Source extract -
════════════════════

Quarterly retro. Every quarter, look at the bugs that did slip into production. How many were “UI broke despite passing tests”? In a maxed-Q18 setup, this category should be near zero. If it isn’t, the verification slash command is missing an assertion — usually around interactivity (the element renders but the click handler is wrong) or responsiveness (it works at desktop width but breaks on mobile).

Common pitfalls

Mocking the whole frontend in unit tests and calling that “covered”. A 90%-coverage Vitest suite that mocks the router, the API client, and the global store proves the unit logic works in isolation but proves nothing about whether the assembled page renders. Browser verification is not a substitute for unit tests; it’s the layer above them. Both are needed.
Hand-authoring Playwright tests instead of letting the agent verify. Through 2024–2025 the standard advice was “write more Playwright tests”. In 2026 with Test Agents and MCP, hand-authoring is the slow path. Author tests for the flows that warrant permanent CI coverage (signup, checkout, login). Let the agent verify everything else ad-hoc on every change.
Driving a fresh Chromium against bot-protected sites. Playwright MCP and chrome-devtools MCP launch fresh browsers, which trip Cloudflare/PerimeterX/Skyscanner-style bot walls instantly. If your verification needs a real user session, use browser-harness or attached Playwright — they share the user’s existing Chrome session.
Coordinate clicks from a stale screenshot. browser-harness uses viewport coordinates, not screenshot pixels. When screenshot() returns a downscaled image, scale up before click(x, y) or skip coords entirely and click via js("document.querySelector('button').click()"). This is the most common “verification said success but the click didn’t happen” failure mode.
No wait_for_load() after navigation. Async hydration means the DOM is mounted but interactivity isn’t wired up yet. Always call wait_for_load() (browser-harness) or browser_wait_for (Playwright MCP) before asserting on interactive state, otherwise you’ll get false negatives that look exactly like real bugs.
Letting the agent click random things to “verify”. The verification slash command needs concrete assertions: “the button labeled ‘Confirm’ is visible”, “the modal contains the text ‘Are you sure?’”, not “the page looks fine”. Without explicit assertions, the agent will report success on a blank page.
Skipping verification on “trivial” changes. “It’s just a color change” is the most common precursor to a production CSS regression. The Stop hook should fire on any UI file change, full stop. Two seconds of verification beats two hours of post-mortem.

════════════════════

Data listing -
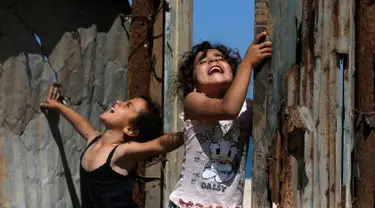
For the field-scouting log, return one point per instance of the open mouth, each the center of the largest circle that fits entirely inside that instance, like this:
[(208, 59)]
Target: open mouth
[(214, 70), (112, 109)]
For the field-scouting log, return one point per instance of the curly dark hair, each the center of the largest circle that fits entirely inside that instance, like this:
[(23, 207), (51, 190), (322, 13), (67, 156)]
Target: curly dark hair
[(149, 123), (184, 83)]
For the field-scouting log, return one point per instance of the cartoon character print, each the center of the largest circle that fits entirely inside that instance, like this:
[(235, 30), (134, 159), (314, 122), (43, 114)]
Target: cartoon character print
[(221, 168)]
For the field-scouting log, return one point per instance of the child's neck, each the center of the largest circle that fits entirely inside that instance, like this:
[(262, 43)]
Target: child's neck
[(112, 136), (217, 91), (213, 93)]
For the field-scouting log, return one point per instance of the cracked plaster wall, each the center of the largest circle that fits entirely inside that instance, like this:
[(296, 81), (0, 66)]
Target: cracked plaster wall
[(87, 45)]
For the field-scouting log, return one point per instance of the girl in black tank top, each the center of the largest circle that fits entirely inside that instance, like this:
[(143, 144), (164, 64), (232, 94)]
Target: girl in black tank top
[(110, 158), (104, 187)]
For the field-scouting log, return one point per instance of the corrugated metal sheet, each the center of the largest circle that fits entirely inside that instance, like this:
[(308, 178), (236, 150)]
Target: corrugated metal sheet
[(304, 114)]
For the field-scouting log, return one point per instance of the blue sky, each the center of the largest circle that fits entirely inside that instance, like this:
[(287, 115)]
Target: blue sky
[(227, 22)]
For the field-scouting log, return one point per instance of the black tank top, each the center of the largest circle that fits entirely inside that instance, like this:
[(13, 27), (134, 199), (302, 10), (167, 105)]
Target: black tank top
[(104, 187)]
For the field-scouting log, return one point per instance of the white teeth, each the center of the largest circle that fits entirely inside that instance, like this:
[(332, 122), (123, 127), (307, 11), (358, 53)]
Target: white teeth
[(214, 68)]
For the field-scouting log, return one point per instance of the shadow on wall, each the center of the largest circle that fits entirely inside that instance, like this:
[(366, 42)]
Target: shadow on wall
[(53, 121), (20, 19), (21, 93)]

════════════════════

Task instructions - According to the browser verification text, which flows should get hand-written tests for permanent CI coverage?

Answer to this task - Signup, checkout, and login.